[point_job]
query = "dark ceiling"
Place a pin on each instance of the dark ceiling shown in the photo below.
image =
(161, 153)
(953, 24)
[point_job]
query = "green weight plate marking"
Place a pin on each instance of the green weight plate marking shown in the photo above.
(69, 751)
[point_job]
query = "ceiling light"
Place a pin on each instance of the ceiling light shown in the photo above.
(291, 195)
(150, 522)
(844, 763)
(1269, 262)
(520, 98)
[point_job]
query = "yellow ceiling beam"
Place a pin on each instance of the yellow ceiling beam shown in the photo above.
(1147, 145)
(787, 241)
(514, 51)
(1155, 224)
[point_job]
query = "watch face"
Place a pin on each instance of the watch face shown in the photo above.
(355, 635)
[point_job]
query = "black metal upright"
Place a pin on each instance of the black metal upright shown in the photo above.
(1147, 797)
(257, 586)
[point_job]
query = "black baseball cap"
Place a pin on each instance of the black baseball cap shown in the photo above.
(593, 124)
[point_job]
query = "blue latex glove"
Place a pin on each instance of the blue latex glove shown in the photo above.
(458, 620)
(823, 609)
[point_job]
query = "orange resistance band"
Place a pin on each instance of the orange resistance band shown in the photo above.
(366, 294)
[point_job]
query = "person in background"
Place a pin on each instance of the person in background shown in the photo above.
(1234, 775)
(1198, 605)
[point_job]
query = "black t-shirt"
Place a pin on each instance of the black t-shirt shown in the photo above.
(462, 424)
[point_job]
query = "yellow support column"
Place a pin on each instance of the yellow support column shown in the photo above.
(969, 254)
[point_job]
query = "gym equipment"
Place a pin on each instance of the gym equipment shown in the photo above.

* * *

Write out the entries above word for word.

[point_job]
query = "dark ceiling"
Place a pin on each instance of the dark ceiling shown in the photo below.
image =
(161, 153)
(953, 24)
[point_job]
query = "green weight plate marking"
Place a pin on each instance of the green weight plate marking shown in the photo above.
(69, 751)
[point_job]
query = "ceiling light"
Place a pin on each instance of the ceiling light shown in the photo above.
(291, 195)
(150, 522)
(844, 763)
(1269, 262)
(520, 98)
[point_job]
query = "yellow ceiling beam"
Place a pin on each instance of the yellow ceiling beam shown in the photo above.
(1147, 145)
(787, 241)
(514, 51)
(1155, 224)
[point_job]
query = "watch face"
Place a pin on each instance of the watch face shown in the photo above.
(355, 635)
[point_job]
query = "black metal upright"
Place a pin on each instance of the black metal upright shown in the photo above.
(1147, 797)
(257, 586)
[point_job]
query = "black baseball cap"
Place a pin on each instance of the black baseball cap shown in the photo above.
(593, 124)
[point_job]
query = "blue latex glove"
Place a pin on each instance of the blue latex glove shown in the photo above.
(458, 620)
(823, 609)
[point_job]
query = "orange resistance band"
Place a pin on each instance of the orange resistance band shown in the photo above.
(366, 294)
[point_job]
query = "person in background"
Place a pin on each instance of the person in background shown in the photo above.
(1234, 775)
(1198, 605)
[point_job]
query = "black t-shirt"
Place a pin on each instance of the black t-shirt shown in the photo above.
(462, 424)
[point_job]
query = "yellow support column"
Place a pin on each instance of the yellow support column shown in the photo above.
(969, 254)
[point_job]
query = "gym equipment"
Place a pin on each instance of the gym equipment shown in the photo above.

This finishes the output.